**EXTRACTED DATA**
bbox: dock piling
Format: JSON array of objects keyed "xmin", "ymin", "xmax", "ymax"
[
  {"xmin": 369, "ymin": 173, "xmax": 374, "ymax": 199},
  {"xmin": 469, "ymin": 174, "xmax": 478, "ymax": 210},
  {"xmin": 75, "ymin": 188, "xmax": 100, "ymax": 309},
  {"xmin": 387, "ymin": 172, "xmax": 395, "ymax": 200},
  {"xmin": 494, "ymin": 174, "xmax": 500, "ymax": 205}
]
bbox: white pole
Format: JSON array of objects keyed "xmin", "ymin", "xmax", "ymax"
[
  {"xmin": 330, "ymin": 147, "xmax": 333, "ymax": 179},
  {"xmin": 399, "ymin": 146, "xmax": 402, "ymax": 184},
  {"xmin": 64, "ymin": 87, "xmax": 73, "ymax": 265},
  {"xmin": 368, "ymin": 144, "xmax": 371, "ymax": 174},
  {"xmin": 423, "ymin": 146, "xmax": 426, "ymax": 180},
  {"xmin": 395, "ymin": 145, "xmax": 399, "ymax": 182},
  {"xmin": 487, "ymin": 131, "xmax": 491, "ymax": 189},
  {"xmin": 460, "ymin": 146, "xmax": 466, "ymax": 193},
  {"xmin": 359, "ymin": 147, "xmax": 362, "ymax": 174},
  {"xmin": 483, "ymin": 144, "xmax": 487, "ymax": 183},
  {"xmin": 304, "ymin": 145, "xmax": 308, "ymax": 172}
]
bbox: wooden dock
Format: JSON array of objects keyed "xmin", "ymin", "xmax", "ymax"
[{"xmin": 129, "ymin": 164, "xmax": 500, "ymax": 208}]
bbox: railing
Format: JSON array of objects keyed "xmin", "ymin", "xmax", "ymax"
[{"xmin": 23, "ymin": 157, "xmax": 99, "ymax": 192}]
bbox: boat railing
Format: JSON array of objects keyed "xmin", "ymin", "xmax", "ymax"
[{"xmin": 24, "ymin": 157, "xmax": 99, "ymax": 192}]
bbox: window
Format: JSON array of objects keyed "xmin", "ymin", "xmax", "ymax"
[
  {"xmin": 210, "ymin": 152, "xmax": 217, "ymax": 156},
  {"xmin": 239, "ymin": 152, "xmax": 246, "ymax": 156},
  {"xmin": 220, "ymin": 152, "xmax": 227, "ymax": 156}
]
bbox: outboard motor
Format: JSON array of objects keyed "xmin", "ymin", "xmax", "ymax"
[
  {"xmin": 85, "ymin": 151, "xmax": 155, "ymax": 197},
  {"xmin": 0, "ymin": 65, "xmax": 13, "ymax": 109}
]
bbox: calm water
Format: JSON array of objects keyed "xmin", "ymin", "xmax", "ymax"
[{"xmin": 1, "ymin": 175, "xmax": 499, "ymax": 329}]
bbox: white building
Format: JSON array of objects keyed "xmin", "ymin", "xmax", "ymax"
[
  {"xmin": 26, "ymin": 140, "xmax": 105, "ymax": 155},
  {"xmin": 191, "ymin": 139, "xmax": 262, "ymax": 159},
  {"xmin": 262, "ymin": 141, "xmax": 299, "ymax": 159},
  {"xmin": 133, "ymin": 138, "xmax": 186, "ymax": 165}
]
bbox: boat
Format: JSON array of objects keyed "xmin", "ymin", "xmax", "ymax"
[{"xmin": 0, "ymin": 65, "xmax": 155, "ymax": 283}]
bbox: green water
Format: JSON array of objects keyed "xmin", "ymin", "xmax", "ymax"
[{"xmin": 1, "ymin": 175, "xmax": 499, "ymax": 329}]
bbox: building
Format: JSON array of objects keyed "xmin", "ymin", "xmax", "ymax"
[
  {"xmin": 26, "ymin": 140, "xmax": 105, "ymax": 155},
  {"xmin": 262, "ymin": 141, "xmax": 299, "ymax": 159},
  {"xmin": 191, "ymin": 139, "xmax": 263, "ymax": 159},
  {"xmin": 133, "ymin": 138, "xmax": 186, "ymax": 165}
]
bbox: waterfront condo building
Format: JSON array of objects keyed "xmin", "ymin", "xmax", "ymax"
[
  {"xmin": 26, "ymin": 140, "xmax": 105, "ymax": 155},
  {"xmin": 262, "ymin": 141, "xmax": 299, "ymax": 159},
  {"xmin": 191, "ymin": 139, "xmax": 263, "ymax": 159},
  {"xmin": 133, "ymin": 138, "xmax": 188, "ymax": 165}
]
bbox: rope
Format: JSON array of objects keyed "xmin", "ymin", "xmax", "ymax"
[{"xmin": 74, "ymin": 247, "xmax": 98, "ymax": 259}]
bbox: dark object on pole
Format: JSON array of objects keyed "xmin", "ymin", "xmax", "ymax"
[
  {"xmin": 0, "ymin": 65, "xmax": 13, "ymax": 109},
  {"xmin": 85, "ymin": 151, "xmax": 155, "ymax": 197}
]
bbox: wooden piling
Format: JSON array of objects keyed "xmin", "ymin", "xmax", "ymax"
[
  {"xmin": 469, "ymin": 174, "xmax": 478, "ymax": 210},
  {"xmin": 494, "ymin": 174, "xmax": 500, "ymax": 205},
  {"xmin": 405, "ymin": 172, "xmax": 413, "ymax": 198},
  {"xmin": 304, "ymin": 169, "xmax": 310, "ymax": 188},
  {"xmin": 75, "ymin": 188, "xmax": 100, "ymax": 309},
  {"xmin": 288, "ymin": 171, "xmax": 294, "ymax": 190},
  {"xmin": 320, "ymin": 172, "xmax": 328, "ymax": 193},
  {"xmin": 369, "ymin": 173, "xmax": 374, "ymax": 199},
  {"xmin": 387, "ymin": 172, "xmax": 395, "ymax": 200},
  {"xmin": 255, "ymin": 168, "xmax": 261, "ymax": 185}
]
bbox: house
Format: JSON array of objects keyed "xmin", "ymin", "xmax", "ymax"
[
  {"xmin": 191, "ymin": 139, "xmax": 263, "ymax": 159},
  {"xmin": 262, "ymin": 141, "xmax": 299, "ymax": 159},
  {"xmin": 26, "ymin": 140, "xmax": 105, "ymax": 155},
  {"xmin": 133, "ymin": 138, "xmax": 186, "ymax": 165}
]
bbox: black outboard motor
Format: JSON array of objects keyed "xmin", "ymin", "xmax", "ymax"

**ACTION ITEM**
In full and without alteration, write out each record.

**TASK OUTPUT**
bbox: dock piling
Format: JSON array of objects keyed "xmin", "ymin", "xmax", "ymax"
[
  {"xmin": 369, "ymin": 173, "xmax": 374, "ymax": 199},
  {"xmin": 469, "ymin": 174, "xmax": 478, "ymax": 210},
  {"xmin": 75, "ymin": 188, "xmax": 100, "ymax": 309},
  {"xmin": 387, "ymin": 172, "xmax": 395, "ymax": 200},
  {"xmin": 494, "ymin": 174, "xmax": 500, "ymax": 205}
]
bbox: white pole
Format: JSON array of objects keyed "xmin", "ymin", "xmax", "ymax"
[
  {"xmin": 330, "ymin": 147, "xmax": 333, "ymax": 179},
  {"xmin": 399, "ymin": 146, "xmax": 402, "ymax": 184},
  {"xmin": 64, "ymin": 87, "xmax": 73, "ymax": 265},
  {"xmin": 368, "ymin": 144, "xmax": 371, "ymax": 174},
  {"xmin": 423, "ymin": 146, "xmax": 426, "ymax": 180},
  {"xmin": 395, "ymin": 145, "xmax": 399, "ymax": 182},
  {"xmin": 487, "ymin": 131, "xmax": 491, "ymax": 189},
  {"xmin": 460, "ymin": 146, "xmax": 466, "ymax": 193},
  {"xmin": 359, "ymin": 147, "xmax": 362, "ymax": 174},
  {"xmin": 483, "ymin": 144, "xmax": 487, "ymax": 183},
  {"xmin": 304, "ymin": 145, "xmax": 308, "ymax": 172}
]
bbox: wooden dock
Format: JSON array of objects keyed "xmin", "ymin", "xmax", "ymax"
[{"xmin": 129, "ymin": 164, "xmax": 500, "ymax": 208}]
bbox: railing
Format: JSON array of objects keyed "xmin", "ymin", "xmax", "ymax"
[{"xmin": 23, "ymin": 157, "xmax": 99, "ymax": 192}]
bbox: boat railing
Format: JSON array of objects keyed "xmin", "ymin", "xmax", "ymax"
[{"xmin": 24, "ymin": 157, "xmax": 99, "ymax": 192}]
bbox: window
Format: JSON array of objects keyed "xmin", "ymin", "xmax", "ymax"
[
  {"xmin": 210, "ymin": 152, "xmax": 217, "ymax": 156},
  {"xmin": 239, "ymin": 152, "xmax": 246, "ymax": 156},
  {"xmin": 220, "ymin": 152, "xmax": 227, "ymax": 156}
]
bbox: outboard motor
Format: JSON array of objects keyed "xmin", "ymin", "xmax", "ymax"
[
  {"xmin": 85, "ymin": 151, "xmax": 155, "ymax": 197},
  {"xmin": 0, "ymin": 65, "xmax": 13, "ymax": 109}
]
bbox: calm water
Format: JSON array of objects keyed "xmin", "ymin", "xmax", "ymax"
[{"xmin": 1, "ymin": 175, "xmax": 499, "ymax": 329}]
bbox: white building
Format: JSON array of objects keyed "xmin", "ymin", "xmax", "ymax"
[
  {"xmin": 26, "ymin": 140, "xmax": 105, "ymax": 155},
  {"xmin": 191, "ymin": 139, "xmax": 262, "ymax": 159},
  {"xmin": 262, "ymin": 141, "xmax": 299, "ymax": 159},
  {"xmin": 133, "ymin": 138, "xmax": 186, "ymax": 165}
]
bbox: boat
Format: JSON array of objects keyed "xmin", "ymin", "xmax", "ymax"
[{"xmin": 0, "ymin": 65, "xmax": 155, "ymax": 283}]
bbox: green water
Format: JSON array of objects keyed "xmin", "ymin", "xmax", "ymax"
[{"xmin": 1, "ymin": 175, "xmax": 499, "ymax": 329}]
bbox: building
Format: JSON array of objects keyed "xmin", "ymin", "xmax", "ymax"
[
  {"xmin": 26, "ymin": 140, "xmax": 105, "ymax": 155},
  {"xmin": 262, "ymin": 141, "xmax": 299, "ymax": 159},
  {"xmin": 191, "ymin": 139, "xmax": 263, "ymax": 159},
  {"xmin": 133, "ymin": 138, "xmax": 186, "ymax": 165}
]
bbox: waterfront condo building
Format: JSON array of objects keyed "xmin", "ymin", "xmax", "ymax"
[
  {"xmin": 26, "ymin": 140, "xmax": 105, "ymax": 155},
  {"xmin": 262, "ymin": 141, "xmax": 299, "ymax": 159},
  {"xmin": 191, "ymin": 139, "xmax": 263, "ymax": 159},
  {"xmin": 133, "ymin": 138, "xmax": 188, "ymax": 165}
]
bbox: rope
Format: JSON array of objects keyed "xmin", "ymin", "xmax", "ymax"
[{"xmin": 74, "ymin": 247, "xmax": 98, "ymax": 259}]
bbox: dark object on pole
Format: JSON array of objects keyed "xmin", "ymin", "xmax", "ymax"
[
  {"xmin": 0, "ymin": 65, "xmax": 13, "ymax": 109},
  {"xmin": 85, "ymin": 151, "xmax": 155, "ymax": 197}
]
bbox: wooden piling
Format: JSON array of objects keyed "xmin", "ymin", "xmax", "ymax"
[
  {"xmin": 469, "ymin": 174, "xmax": 478, "ymax": 210},
  {"xmin": 494, "ymin": 174, "xmax": 500, "ymax": 205},
  {"xmin": 405, "ymin": 172, "xmax": 413, "ymax": 198},
  {"xmin": 304, "ymin": 169, "xmax": 310, "ymax": 188},
  {"xmin": 75, "ymin": 188, "xmax": 100, "ymax": 309},
  {"xmin": 288, "ymin": 171, "xmax": 294, "ymax": 190},
  {"xmin": 320, "ymin": 172, "xmax": 328, "ymax": 193},
  {"xmin": 369, "ymin": 173, "xmax": 374, "ymax": 199},
  {"xmin": 387, "ymin": 172, "xmax": 395, "ymax": 200},
  {"xmin": 255, "ymin": 168, "xmax": 261, "ymax": 185}
]
bbox: house
Format: JSON array of objects keyed "xmin", "ymin", "xmax", "ymax"
[
  {"xmin": 191, "ymin": 139, "xmax": 263, "ymax": 159},
  {"xmin": 262, "ymin": 141, "xmax": 299, "ymax": 159},
  {"xmin": 26, "ymin": 140, "xmax": 105, "ymax": 155},
  {"xmin": 133, "ymin": 138, "xmax": 186, "ymax": 165}
]
bbox: black outboard motor
Format: JSON array of objects keyed "xmin", "ymin", "xmax", "ymax"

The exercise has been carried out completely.